Prompt:
Write out the entries, please, from the line containing "eave -> point" through their final line, exactly and with nothing else.

Data excerpts:

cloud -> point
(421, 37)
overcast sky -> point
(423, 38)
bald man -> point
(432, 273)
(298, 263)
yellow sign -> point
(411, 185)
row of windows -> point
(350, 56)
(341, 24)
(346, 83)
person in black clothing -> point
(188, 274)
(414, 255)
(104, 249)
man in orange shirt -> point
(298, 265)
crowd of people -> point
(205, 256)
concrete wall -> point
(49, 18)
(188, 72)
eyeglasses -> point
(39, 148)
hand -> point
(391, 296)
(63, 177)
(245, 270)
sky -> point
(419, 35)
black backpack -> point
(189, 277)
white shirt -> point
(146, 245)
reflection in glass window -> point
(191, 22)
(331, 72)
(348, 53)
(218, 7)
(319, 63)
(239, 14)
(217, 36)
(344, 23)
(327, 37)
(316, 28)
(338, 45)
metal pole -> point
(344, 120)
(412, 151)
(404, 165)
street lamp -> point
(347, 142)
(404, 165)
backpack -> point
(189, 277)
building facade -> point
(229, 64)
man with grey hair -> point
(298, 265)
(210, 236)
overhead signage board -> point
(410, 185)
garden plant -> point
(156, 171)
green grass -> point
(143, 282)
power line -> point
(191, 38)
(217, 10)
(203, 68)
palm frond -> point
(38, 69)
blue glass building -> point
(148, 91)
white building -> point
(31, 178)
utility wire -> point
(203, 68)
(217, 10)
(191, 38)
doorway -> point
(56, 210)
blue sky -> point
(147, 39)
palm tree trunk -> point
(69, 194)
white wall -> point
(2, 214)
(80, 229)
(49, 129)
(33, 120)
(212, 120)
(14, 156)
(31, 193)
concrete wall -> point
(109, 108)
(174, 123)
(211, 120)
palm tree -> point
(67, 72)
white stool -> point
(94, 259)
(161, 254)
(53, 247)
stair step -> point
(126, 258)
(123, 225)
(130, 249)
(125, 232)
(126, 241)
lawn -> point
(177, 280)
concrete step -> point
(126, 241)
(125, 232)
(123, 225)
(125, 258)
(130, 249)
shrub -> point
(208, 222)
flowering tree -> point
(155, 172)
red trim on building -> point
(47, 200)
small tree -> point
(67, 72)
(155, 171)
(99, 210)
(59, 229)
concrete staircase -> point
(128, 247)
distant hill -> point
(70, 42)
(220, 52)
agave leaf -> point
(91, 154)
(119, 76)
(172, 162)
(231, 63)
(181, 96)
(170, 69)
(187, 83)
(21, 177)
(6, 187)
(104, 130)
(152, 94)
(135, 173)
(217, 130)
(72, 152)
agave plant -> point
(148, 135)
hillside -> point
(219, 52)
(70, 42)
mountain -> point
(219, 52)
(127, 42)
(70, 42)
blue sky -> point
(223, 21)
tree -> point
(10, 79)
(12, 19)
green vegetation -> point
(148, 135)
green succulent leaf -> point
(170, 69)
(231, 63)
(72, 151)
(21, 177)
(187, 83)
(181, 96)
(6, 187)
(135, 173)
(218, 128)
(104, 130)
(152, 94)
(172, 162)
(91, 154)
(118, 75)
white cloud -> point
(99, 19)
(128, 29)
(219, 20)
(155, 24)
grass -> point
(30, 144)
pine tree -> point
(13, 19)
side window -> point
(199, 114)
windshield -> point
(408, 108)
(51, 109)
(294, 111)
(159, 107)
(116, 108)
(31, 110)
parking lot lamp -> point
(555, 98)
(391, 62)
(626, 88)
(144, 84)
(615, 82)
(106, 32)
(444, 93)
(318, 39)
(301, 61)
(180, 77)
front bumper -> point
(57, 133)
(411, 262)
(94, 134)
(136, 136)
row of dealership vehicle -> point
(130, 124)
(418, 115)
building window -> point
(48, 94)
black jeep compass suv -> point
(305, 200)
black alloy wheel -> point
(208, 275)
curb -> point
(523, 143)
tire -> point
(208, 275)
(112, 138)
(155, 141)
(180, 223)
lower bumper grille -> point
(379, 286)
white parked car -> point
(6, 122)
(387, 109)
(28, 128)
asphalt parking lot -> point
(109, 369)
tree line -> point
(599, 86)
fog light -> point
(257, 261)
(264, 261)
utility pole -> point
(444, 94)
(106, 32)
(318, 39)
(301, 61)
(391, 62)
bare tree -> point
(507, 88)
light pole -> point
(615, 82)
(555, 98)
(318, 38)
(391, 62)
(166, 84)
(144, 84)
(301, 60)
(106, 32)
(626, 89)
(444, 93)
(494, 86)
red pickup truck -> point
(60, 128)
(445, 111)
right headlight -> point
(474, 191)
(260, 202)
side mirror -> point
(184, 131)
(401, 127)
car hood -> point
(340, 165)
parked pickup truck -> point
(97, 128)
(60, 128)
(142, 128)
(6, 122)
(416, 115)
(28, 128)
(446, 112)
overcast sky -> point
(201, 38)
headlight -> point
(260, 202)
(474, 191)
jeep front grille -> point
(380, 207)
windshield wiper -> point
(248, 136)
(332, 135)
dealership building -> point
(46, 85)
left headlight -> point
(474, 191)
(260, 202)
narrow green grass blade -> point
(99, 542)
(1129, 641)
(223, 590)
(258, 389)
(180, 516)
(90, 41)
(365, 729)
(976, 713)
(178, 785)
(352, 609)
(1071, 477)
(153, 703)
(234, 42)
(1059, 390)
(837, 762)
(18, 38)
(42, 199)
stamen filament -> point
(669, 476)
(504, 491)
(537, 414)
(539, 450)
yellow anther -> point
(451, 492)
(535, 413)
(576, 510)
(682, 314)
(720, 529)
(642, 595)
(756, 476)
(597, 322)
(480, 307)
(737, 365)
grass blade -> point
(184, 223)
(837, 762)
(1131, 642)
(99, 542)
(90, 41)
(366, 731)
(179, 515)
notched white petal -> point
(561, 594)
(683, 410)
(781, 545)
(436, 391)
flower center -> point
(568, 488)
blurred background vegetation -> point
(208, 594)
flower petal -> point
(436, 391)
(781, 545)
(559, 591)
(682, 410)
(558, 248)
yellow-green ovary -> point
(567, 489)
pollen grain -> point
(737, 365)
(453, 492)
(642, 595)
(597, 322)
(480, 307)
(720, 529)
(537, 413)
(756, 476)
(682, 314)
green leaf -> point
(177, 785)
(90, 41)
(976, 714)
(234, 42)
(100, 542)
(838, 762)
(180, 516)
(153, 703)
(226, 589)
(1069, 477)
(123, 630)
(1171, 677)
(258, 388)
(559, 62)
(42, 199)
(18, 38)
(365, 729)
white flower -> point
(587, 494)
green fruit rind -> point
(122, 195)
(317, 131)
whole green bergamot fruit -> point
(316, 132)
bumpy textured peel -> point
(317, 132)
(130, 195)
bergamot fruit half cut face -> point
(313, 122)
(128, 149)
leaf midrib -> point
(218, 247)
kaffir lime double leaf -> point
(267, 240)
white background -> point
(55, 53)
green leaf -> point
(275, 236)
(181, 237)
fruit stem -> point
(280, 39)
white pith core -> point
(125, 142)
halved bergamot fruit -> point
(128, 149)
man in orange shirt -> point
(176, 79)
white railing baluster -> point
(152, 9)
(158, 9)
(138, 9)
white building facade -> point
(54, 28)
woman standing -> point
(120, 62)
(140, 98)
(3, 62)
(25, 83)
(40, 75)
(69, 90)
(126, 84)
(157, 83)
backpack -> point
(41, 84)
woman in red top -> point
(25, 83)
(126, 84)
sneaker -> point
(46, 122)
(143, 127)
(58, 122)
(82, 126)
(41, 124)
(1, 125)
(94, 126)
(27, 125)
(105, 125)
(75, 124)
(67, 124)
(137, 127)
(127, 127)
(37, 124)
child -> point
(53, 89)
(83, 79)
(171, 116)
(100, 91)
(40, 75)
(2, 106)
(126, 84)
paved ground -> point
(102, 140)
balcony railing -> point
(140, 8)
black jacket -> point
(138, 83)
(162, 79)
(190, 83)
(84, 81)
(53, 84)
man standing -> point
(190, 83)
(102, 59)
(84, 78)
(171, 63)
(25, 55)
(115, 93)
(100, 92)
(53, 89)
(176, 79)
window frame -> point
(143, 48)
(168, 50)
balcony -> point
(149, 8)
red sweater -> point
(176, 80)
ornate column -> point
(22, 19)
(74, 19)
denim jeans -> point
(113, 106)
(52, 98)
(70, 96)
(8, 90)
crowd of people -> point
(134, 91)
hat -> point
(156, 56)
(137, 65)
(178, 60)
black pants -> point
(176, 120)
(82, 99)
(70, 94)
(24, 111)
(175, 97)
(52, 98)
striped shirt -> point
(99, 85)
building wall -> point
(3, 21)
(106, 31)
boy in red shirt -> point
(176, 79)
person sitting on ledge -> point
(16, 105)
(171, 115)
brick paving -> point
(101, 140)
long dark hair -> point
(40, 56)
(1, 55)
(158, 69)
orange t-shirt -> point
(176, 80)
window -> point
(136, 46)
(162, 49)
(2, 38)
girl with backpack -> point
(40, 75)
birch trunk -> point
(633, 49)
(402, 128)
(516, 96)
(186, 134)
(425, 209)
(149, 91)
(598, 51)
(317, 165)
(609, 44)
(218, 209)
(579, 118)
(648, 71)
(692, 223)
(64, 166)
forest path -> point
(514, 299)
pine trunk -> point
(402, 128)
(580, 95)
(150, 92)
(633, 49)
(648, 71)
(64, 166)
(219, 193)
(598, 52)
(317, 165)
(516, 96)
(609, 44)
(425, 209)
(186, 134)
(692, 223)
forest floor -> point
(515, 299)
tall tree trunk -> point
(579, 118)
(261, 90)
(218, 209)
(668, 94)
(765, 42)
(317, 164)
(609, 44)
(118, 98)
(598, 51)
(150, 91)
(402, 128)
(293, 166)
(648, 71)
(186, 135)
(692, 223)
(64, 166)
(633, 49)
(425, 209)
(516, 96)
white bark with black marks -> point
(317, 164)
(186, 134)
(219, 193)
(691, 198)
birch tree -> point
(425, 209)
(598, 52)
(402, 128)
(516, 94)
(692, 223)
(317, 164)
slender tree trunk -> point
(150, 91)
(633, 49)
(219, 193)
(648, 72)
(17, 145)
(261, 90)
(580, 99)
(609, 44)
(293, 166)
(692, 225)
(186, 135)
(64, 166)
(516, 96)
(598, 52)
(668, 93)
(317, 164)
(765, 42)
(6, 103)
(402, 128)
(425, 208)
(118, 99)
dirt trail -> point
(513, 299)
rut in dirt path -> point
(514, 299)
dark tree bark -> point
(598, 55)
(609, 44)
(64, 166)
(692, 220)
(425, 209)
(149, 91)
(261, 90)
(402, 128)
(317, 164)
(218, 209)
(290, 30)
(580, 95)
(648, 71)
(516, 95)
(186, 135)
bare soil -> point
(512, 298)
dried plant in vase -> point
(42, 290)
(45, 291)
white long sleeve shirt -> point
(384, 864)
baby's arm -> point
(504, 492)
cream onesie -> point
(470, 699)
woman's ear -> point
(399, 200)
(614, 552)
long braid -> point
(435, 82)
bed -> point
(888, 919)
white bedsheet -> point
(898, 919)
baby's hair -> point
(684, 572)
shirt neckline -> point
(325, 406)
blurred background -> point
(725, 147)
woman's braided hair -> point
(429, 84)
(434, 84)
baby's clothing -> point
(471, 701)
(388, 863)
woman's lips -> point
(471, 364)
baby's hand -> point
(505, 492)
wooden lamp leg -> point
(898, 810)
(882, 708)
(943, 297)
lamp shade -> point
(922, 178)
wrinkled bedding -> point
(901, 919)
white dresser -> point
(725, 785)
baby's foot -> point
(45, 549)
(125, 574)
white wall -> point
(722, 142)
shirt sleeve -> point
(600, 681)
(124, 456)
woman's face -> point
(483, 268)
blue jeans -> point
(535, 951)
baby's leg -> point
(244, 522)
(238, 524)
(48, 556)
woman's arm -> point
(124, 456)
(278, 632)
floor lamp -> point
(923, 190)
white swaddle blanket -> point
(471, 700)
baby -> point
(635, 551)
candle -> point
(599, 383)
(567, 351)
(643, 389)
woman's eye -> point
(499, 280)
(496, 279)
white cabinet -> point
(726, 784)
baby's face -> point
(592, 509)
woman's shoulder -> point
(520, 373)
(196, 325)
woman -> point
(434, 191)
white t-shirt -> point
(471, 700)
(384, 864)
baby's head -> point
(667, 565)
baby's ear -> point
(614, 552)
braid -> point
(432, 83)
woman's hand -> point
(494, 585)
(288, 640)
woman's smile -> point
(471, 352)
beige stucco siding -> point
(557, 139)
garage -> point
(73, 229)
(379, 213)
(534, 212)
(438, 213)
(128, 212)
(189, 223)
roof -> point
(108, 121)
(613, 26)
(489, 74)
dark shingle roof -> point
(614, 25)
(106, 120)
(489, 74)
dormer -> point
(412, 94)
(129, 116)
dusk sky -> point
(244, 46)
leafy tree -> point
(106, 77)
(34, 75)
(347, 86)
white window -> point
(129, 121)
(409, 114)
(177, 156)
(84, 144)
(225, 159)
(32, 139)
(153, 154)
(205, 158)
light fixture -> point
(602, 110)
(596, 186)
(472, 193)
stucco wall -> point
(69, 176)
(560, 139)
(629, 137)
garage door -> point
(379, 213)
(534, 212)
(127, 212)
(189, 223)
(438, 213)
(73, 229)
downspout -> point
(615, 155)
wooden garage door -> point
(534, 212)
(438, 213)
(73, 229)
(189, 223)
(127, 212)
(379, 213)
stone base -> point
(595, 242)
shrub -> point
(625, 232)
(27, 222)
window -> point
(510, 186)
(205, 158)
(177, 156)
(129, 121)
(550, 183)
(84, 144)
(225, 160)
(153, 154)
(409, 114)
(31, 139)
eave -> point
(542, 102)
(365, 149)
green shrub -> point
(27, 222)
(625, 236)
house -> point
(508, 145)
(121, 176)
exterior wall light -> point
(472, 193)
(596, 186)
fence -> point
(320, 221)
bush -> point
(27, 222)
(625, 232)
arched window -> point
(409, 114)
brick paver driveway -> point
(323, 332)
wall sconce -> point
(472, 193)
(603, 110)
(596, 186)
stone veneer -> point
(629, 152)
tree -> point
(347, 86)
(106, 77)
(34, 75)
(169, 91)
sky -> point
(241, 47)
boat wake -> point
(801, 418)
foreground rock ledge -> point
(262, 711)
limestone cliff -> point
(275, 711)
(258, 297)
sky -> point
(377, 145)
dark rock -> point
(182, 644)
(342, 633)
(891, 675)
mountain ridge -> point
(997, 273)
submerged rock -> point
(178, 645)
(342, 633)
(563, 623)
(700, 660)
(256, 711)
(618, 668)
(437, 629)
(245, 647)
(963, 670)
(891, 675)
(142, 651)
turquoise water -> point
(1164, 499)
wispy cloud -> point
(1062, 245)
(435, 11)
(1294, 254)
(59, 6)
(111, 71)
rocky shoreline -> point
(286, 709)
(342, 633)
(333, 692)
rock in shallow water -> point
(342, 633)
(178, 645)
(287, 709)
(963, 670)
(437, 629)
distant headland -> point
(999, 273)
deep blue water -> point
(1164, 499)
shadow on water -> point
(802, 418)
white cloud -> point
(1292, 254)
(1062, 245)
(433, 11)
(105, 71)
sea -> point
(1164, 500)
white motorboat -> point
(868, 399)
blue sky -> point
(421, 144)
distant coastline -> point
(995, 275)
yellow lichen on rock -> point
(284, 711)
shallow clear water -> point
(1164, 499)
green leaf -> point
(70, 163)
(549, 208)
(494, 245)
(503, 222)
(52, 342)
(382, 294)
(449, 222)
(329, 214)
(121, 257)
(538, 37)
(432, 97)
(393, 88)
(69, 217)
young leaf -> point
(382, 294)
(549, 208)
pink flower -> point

Task result:
eave -> point
(542, 102)
(365, 149)
green shrub -> point
(27, 222)
(625, 236)
house -> point
(508, 145)
(121, 176)
exterior wall light -> point
(472, 193)
(596, 186)
fence -> point
(320, 221)
bush -> point
(27, 222)
(625, 232)
arched window -> point
(409, 114)
brick paver driveway -> point
(323, 332)
wall sconce -> point
(472, 193)
(603, 110)
(596, 186)
stone veneer -> point
(629, 152)
tree -> point
(347, 86)
(106, 77)
(34, 75)
(169, 91)
sky -> point
(241, 47)
boat wake -> point
(801, 418)
foreground rock ledge -> point
(262, 711)
limestone cliff -> point
(275, 711)
(258, 297)
sky -> point
(377, 145)
dark rock -> point
(182, 644)
(342, 633)
(891, 675)
mountain ridge -> point
(997, 273)
submerged rock -> point
(178, 645)
(342, 633)
(563, 623)
(700, 660)
(256, 711)
(618, 668)
(437, 629)
(245, 647)
(963, 670)
(891, 675)
(142, 651)
turquoise water -> point
(1164, 499)
wispy cloud -> point
(1062, 245)
(435, 11)
(1294, 254)
(59, 6)
(111, 71)
rocky shoreline -> point
(286, 709)
(342, 633)
(333, 692)
rock in shallow water -> point
(342, 633)
(178, 645)
(287, 709)
(963, 670)
(437, 629)
distant headland -> point
(999, 273)
deep blue water -> point
(1164, 499)
shadow on water -> point
(802, 418)
white cloud -> point
(1292, 254)
(1062, 245)
(433, 11)
(105, 71)
sea -> point
(1164, 500)
white motorboat -> point
(868, 399)
blue sky -> point
(421, 144)
distant coastline -> point
(995, 275)
yellow lichen on rock -> point
(284, 711)
shallow clear water -> point
(1164, 499)
green leaf -> point
(70, 163)
(549, 208)
(494, 245)
(503, 222)
(52, 342)
(382, 294)
(449, 222)
(329, 214)
(121, 257)
(538, 37)
(432, 97)
(393, 88)
(69, 217)
young leaf -> point
(382, 294)
(549, 208)
pink flower -> point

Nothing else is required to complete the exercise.